■ **TASK GOAL**: Lay out every line of the records below as a Markdown table with the columns Row and Line. Give each line its row number and leave out blank lines.
Start of MATERIAL TO PROCESS
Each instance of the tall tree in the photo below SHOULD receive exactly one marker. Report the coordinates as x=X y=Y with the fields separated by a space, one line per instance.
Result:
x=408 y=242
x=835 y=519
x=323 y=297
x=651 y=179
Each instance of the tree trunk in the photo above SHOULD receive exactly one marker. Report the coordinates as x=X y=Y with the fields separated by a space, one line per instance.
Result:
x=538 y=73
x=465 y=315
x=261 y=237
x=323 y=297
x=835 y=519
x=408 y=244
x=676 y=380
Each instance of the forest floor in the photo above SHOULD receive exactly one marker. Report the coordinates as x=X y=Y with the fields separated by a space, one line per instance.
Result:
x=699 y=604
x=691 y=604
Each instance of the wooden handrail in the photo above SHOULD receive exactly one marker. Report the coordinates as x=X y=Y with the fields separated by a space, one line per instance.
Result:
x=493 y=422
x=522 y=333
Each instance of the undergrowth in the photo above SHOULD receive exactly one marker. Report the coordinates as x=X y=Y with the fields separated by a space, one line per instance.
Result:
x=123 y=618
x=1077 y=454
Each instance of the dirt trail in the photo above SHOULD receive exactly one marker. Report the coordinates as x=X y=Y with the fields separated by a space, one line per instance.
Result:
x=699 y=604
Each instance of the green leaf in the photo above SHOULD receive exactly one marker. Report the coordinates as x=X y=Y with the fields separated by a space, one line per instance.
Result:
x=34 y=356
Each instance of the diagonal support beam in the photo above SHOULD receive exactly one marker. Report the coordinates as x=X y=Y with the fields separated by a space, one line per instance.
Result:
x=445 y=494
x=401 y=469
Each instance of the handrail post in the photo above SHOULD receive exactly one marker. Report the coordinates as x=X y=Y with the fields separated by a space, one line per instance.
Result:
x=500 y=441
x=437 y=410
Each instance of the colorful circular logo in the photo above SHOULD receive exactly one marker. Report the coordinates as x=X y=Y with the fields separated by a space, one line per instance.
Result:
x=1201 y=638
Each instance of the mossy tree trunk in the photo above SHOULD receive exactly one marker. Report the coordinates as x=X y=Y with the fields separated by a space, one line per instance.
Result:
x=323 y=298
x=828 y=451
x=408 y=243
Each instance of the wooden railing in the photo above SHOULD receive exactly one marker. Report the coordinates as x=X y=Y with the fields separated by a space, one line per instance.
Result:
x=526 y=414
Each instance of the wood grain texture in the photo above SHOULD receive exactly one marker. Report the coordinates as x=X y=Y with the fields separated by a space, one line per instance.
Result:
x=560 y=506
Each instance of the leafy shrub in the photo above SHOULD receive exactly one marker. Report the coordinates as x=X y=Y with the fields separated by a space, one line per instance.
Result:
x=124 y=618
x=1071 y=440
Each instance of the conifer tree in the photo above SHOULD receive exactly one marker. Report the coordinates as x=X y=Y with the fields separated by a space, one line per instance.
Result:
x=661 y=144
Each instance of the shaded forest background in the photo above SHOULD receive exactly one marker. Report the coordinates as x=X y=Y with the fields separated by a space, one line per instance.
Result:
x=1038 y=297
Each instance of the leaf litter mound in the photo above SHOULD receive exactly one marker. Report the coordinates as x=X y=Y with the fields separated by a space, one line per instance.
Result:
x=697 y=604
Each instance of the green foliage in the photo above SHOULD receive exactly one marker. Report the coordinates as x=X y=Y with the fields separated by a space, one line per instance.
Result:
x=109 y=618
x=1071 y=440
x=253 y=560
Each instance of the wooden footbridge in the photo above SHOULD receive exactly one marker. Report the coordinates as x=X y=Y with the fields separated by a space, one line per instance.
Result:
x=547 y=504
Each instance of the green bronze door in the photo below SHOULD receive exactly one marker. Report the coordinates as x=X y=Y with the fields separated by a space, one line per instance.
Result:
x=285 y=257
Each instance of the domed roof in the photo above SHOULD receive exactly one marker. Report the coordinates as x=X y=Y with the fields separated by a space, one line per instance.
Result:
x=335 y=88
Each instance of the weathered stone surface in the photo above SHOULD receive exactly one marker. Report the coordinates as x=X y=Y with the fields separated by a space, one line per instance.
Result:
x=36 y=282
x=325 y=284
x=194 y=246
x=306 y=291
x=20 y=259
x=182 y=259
End of MATERIAL TO PROCESS
■ **FINISHED EXERCISE**:
| Row | Line |
|---|---|
| 1 | Each instance of the tall tree in the photo below SHOULD receive exactly one marker. Report the coordinates as x=X y=Y with the fields separated by a space, one line per instance. |
| 2 | Result: |
| 3 | x=408 y=242 |
| 4 | x=835 y=519 |
| 5 | x=323 y=297 |
| 6 | x=651 y=179 |
| 7 | Each instance of the tree trunk in the photo above SHOULD receive exactly one marker. Report the coordinates as x=X y=Y with the fields separated by a space, one line per instance. |
| 8 | Result: |
| 9 | x=538 y=73 |
| 10 | x=465 y=315 |
| 11 | x=261 y=237 |
| 12 | x=323 y=297 |
| 13 | x=835 y=519 |
| 14 | x=408 y=244 |
| 15 | x=676 y=380 |
| 16 | Each instance of the forest floor in the photo above SHOULD receive exactly one marker. Report the coordinates as x=X y=Y with the fields separated by a space, one line per instance. |
| 17 | Result: |
| 18 | x=699 y=604 |
| 19 | x=691 y=604 |
| 20 | Each instance of the wooden handrail in the photo above SHOULD receive exactly one marker. Report the coordinates as x=X y=Y with the fields separated by a space, one line per instance. |
| 21 | Result: |
| 22 | x=493 y=422 |
| 23 | x=522 y=333 |
| 24 | Each instance of the undergrowth in the photo above SHOULD receive exactly one marker. Report the coordinates as x=X y=Y with the fields separated by a space, one line per instance. |
| 25 | Result: |
| 26 | x=123 y=618 |
| 27 | x=1077 y=454 |
| 28 | Each instance of the dirt trail in the photo above SHOULD receive exactly one marker. Report the coordinates as x=X y=Y with the fields separated by a space, one line per instance. |
| 29 | Result: |
| 30 | x=699 y=604 |
| 31 | Each instance of the green leaf in the photo above SHOULD receive exactly one marker. Report the coordinates as x=X y=Y with the fields separated by a space, one line per instance. |
| 32 | Result: |
| 33 | x=34 y=356 |
| 34 | Each instance of the diagonal support beam in the photo above SHOULD receive exactly one marker. Report the coordinates as x=X y=Y with the fields separated by a space, one line per instance. |
| 35 | Result: |
| 36 | x=445 y=494 |
| 37 | x=401 y=469 |
| 38 | Each instance of the handrail post in the photo above SHOULD receive exactly one marker. Report the coordinates as x=X y=Y with the fields separated by a space, one line per instance. |
| 39 | Result: |
| 40 | x=500 y=441 |
| 41 | x=437 y=410 |
| 42 | Each instance of the colorful circular logo in the photo above SHOULD receive exactly one marker. Report the coordinates as x=X y=Y with the fields separated by a space, one line per instance. |
| 43 | Result: |
| 44 | x=1201 y=638 |
| 45 | Each instance of the mossy tree trunk in the photo above SHOULD receive exactly one marker. Report the coordinates as x=X y=Y with the fields separated by a space, one line per instance. |
| 46 | Result: |
| 47 | x=323 y=298 |
| 48 | x=828 y=451 |
| 49 | x=408 y=243 |
| 50 | Each instance of the wooden railing in the photo above SHOULD receive exactly one marker. Report the coordinates as x=X y=Y with the fields separated by a space, one line per instance. |
| 51 | Result: |
| 52 | x=526 y=414 |
| 53 | Each instance of the wood grain texture in the photo above SHOULD receive exactly one marker. Report the coordinates as x=X y=Y with the fields separated by a space, one line per instance. |
| 54 | Result: |
| 55 | x=560 y=506 |
| 56 | Each instance of the leafy shrub in the photo above SHOULD receive exactly one marker. Report the coordinates as x=X y=Y with the fields separated by a space, one line per instance. |
| 57 | Result: |
| 58 | x=124 y=618 |
| 59 | x=1071 y=440 |
| 60 | Each instance of the conifer tree in the photo above SHOULD receive exactly one marker. Report the coordinates as x=X y=Y with the fields separated by a space, one line per instance. |
| 61 | Result: |
| 62 | x=661 y=144 |
| 63 | Each instance of the shaded forest background in the photo above SHOULD receive exactly one marker. Report the coordinates as x=X y=Y with the fields separated by a space, one line per instance. |
| 64 | Result: |
| 65 | x=1038 y=297 |
| 66 | Each instance of the leaf litter mound in the photo above SHOULD receive exactly one marker. Report the coordinates as x=X y=Y with the fields separated by a space, one line per instance. |
| 67 | Result: |
| 68 | x=697 y=604 |
| 69 | Each instance of the green foliage in the photo above SHOULD receive exactly one marker. Report the coordinates as x=X y=Y with the fields separated by a space, one line per instance. |
| 70 | Result: |
| 71 | x=109 y=618 |
| 72 | x=1071 y=440 |
| 73 | x=253 y=560 |
| 74 | Each instance of the wooden footbridge in the photo above SHOULD receive exactly one marker. Report the coordinates as x=X y=Y with the fields separated by a space, one line per instance. |
| 75 | Result: |
| 76 | x=547 y=504 |
| 77 | Each instance of the green bronze door in the photo below SHOULD receive exactly one marker. Report the coordinates as x=X y=Y with the fields separated by a space, one line per instance. |
| 78 | Result: |
| 79 | x=285 y=257 |
| 80 | Each instance of the domed roof in the photo above SHOULD receive exactly one marker. Report the coordinates as x=X y=Y with the fields separated by a space, one line per instance. |
| 81 | Result: |
| 82 | x=335 y=88 |
| 83 | Each instance of the weathered stone surface in the photo above SHOULD receive exactly one marker. Report the coordinates as x=X y=Y with the fields separated by a space, one line per instance. |
| 84 | Result: |
| 85 | x=36 y=282 |
| 86 | x=325 y=284 |
| 87 | x=194 y=246 |
| 88 | x=306 y=291 |
| 89 | x=20 y=259 |
| 90 | x=182 y=259 |